**Set problem**
Copy the lines below word for word, from the very first line through the line that contains "column 327, row 215", including that line.

--- start Data for this task ---

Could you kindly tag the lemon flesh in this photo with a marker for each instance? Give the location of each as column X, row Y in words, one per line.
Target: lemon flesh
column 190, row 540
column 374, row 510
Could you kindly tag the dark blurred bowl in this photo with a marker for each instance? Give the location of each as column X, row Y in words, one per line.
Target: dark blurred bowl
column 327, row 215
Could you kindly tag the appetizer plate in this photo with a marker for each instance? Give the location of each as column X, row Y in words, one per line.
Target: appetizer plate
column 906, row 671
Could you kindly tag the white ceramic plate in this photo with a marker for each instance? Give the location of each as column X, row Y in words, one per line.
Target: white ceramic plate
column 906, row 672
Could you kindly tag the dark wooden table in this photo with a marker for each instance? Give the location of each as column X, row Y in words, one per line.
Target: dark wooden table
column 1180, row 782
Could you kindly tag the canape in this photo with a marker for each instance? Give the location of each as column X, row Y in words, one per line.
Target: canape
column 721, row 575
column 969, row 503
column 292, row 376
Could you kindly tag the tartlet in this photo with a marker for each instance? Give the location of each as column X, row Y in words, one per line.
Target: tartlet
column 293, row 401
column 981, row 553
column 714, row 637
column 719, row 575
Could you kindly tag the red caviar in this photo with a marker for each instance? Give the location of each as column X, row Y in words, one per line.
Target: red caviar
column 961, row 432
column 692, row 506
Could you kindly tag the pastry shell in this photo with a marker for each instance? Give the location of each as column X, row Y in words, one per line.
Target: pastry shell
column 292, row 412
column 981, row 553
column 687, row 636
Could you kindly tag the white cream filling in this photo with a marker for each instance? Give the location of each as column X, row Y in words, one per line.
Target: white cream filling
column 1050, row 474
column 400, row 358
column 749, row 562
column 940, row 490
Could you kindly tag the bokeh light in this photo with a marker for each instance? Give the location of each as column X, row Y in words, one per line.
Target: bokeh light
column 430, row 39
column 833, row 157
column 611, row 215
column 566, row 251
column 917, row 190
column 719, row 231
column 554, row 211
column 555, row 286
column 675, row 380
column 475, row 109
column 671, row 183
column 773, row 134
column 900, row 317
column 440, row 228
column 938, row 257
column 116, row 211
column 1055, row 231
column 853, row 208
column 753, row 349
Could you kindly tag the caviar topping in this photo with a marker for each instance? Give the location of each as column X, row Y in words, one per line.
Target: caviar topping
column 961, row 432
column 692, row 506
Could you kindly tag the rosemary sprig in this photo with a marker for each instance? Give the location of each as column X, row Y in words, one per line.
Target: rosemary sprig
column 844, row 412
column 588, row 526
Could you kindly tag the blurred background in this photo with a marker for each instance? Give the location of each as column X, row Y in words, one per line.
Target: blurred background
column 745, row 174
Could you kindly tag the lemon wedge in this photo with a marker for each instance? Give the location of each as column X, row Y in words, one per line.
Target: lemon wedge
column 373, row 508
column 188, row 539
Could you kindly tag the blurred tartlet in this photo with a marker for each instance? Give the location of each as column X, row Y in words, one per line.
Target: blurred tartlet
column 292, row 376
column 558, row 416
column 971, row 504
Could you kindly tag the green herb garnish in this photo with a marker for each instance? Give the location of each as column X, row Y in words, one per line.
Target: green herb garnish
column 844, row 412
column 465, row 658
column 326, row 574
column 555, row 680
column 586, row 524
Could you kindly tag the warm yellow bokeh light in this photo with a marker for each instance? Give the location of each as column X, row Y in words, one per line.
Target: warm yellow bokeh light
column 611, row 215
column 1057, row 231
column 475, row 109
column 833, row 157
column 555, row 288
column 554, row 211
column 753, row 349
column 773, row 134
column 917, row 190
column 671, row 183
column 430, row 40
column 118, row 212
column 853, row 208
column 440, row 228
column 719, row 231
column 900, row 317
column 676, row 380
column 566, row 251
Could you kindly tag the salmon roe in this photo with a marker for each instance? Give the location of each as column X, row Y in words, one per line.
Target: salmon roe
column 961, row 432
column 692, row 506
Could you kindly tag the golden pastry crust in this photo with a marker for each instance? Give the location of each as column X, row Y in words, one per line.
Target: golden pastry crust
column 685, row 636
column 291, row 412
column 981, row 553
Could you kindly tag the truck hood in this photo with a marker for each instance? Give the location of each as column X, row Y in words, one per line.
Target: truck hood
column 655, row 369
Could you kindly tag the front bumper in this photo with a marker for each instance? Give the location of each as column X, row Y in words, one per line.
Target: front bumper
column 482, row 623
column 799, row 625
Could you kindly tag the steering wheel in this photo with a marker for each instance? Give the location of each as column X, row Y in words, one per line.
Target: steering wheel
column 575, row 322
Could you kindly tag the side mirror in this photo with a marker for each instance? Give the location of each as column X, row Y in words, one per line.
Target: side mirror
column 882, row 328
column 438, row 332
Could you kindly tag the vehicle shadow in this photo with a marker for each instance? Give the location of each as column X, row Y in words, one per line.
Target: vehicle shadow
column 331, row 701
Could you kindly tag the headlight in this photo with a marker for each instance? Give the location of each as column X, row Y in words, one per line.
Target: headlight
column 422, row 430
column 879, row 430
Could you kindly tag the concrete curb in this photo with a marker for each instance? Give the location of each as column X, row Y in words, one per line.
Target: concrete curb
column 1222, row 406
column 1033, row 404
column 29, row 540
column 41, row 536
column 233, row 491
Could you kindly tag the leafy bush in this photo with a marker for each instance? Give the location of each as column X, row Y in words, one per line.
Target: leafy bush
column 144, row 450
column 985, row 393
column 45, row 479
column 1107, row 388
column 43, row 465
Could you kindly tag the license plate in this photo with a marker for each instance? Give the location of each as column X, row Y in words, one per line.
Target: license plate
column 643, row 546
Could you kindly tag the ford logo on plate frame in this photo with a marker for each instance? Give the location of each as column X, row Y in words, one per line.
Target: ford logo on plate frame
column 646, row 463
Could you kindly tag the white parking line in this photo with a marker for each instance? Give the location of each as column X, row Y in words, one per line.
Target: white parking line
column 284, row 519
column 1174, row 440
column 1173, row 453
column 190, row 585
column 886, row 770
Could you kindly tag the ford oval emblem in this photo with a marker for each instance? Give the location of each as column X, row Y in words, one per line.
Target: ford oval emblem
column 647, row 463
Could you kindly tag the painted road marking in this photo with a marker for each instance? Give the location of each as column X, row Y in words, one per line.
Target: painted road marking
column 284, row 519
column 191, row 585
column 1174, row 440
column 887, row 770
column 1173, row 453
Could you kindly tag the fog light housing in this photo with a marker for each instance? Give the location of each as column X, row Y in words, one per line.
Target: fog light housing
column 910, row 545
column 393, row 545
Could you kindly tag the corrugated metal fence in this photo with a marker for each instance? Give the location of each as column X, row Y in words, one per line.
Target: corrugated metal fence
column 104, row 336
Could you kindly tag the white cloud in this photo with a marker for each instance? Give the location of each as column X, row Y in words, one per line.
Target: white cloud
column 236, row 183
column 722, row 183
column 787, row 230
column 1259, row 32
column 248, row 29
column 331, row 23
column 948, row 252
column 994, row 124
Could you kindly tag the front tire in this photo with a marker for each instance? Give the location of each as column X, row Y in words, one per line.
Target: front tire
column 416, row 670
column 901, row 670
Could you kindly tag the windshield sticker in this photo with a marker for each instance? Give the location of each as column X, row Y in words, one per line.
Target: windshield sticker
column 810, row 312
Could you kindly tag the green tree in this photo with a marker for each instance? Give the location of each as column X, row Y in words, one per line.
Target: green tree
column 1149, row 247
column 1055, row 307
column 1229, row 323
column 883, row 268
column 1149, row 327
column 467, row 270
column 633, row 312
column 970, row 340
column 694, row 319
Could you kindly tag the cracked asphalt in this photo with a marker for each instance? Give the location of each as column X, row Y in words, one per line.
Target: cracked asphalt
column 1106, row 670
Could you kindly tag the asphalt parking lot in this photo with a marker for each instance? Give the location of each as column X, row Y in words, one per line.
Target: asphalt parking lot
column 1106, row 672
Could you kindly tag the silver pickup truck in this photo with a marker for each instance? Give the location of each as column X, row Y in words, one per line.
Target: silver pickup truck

--- end Data for this task ---

**Task output**
Could you kindly tag the lemon flesh in this photo with a marker for each instance? Give the location of each as column X, row Y in words, one per line.
Target: lemon flesh
column 190, row 540
column 374, row 510
Could you kindly tag the dark blurred bowl in this photo with a marker for each instance? Give the location of each as column X, row Y in words, one per line.
Target: dark blurred bowl
column 327, row 215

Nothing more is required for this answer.